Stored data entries
◆ ◆ ◆
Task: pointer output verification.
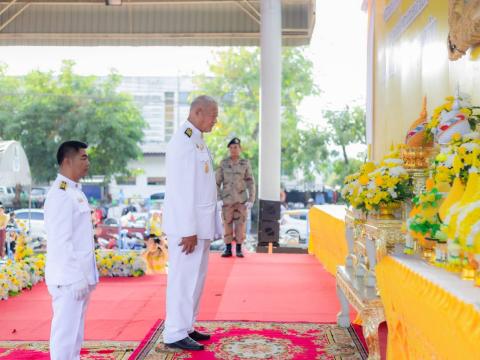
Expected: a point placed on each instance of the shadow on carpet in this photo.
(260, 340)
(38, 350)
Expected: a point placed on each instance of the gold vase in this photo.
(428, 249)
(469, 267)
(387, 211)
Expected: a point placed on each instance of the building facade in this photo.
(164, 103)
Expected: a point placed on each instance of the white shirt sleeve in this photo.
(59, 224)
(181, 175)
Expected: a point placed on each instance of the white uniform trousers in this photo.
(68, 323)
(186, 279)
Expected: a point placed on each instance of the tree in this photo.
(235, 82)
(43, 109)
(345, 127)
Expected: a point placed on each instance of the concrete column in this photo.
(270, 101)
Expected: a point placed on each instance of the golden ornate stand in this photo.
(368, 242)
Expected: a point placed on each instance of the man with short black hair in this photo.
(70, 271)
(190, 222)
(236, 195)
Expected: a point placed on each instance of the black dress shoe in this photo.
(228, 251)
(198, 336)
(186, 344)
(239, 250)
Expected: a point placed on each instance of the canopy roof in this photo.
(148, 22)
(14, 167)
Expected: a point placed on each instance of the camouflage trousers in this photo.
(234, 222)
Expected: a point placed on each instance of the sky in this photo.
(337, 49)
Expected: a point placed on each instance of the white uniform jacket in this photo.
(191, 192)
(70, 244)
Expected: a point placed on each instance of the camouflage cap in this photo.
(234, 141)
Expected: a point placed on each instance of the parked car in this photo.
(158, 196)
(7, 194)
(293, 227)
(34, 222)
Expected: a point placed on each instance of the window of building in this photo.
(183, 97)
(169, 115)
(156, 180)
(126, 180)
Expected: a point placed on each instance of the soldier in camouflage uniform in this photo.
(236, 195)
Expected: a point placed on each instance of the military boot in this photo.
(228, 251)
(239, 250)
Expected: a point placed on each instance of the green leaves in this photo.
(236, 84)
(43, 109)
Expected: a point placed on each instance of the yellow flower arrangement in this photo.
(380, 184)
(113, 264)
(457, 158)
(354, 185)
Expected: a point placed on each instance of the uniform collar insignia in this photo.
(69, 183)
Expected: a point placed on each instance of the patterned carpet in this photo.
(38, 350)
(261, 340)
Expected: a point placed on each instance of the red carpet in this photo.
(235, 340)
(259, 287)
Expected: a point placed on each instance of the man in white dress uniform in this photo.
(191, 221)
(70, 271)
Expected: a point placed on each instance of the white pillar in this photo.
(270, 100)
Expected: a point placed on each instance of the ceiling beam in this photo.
◆ ◆ ◆
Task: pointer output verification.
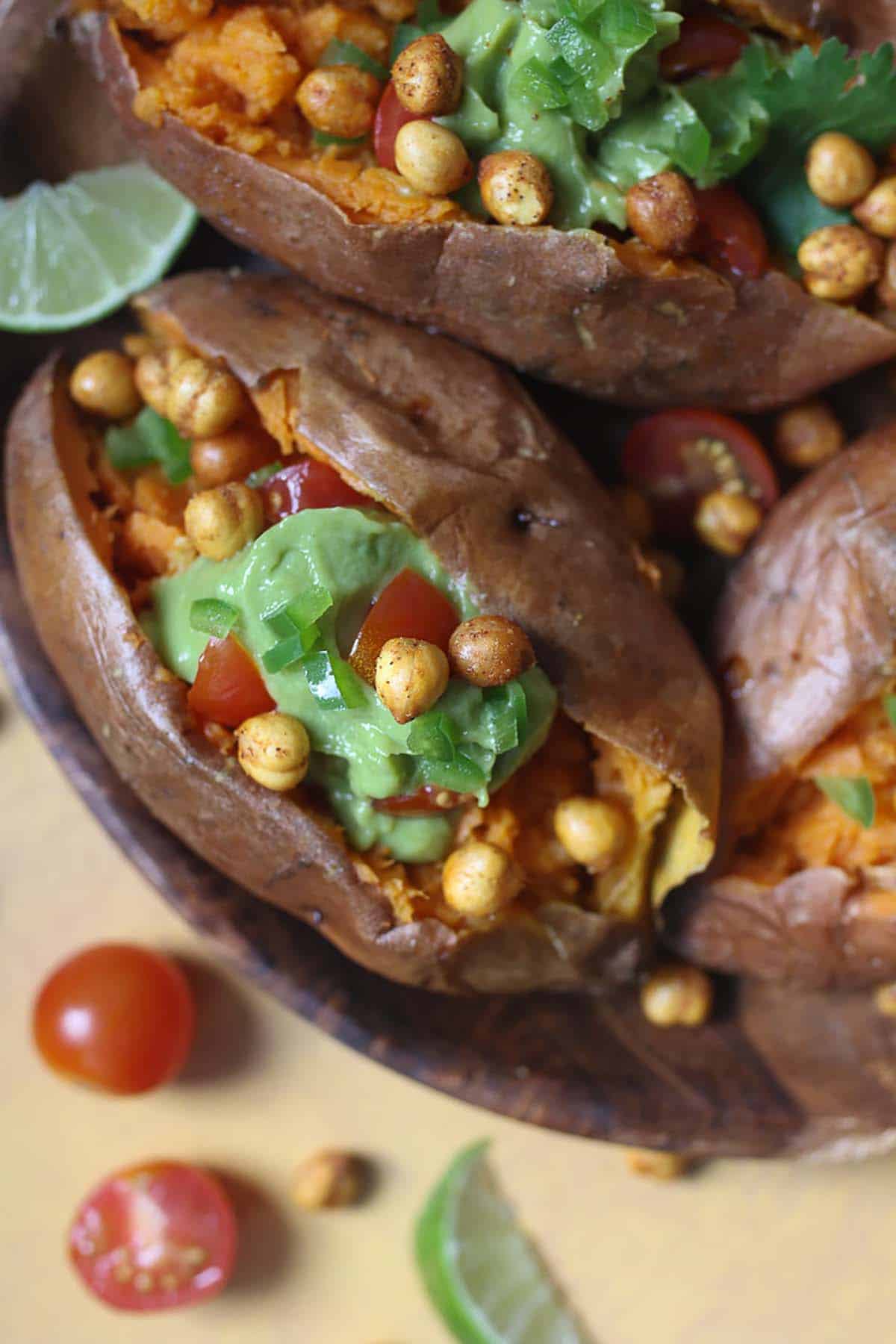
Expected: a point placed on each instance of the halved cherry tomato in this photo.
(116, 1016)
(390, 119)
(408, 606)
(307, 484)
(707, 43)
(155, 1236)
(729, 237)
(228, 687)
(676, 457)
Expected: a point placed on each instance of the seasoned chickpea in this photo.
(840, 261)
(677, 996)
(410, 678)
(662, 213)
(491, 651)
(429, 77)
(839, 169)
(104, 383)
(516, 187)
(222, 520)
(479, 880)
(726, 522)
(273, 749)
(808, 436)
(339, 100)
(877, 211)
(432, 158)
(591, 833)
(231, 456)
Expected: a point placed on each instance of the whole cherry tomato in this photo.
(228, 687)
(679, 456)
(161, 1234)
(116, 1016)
◆ ◆ ◆
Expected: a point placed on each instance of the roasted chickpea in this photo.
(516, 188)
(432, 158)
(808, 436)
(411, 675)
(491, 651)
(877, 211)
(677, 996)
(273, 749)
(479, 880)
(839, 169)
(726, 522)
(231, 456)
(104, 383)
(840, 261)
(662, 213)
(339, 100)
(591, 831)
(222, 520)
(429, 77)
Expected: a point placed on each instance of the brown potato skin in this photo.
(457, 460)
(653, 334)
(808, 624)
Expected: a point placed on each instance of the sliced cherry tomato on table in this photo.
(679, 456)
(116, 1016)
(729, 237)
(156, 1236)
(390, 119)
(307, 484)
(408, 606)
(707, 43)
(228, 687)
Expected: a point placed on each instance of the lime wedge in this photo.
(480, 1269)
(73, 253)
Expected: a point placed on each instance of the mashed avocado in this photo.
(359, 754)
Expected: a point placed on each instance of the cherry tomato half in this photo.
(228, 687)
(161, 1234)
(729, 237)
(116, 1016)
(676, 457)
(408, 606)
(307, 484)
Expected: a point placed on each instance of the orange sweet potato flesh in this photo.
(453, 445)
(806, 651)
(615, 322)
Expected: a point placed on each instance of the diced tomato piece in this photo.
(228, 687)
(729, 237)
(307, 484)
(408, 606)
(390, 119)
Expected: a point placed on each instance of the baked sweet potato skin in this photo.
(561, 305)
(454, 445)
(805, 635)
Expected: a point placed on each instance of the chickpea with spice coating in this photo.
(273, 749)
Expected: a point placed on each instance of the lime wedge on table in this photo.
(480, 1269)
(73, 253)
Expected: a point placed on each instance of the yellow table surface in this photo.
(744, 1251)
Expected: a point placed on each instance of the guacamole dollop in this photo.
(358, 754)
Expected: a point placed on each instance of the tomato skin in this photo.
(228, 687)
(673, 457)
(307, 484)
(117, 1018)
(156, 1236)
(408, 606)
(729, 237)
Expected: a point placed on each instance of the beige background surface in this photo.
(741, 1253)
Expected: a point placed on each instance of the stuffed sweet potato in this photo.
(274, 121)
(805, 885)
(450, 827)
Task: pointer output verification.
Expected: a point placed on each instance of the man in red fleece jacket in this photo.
◆ ◆ ◆
## [Task statement]
Please, from the entries above, set down exactly the lines from the one containing "Expected: a point placed on each instance of the red" through the one containing "Expected: a point placed on each instance of the ceiling", and only those.

## [Expected output]
Expected: a point placed on each instance of the red carpet in this photo.
(235, 340)
(259, 287)
Expected: a point placed on each instance of the man in white dress uniform in this photo.
(191, 221)
(70, 271)
Expected: a point placed on each instance of the white pillar in this photo.
(270, 100)
Expected: a point placed on each instance of the ceiling beam in this photo.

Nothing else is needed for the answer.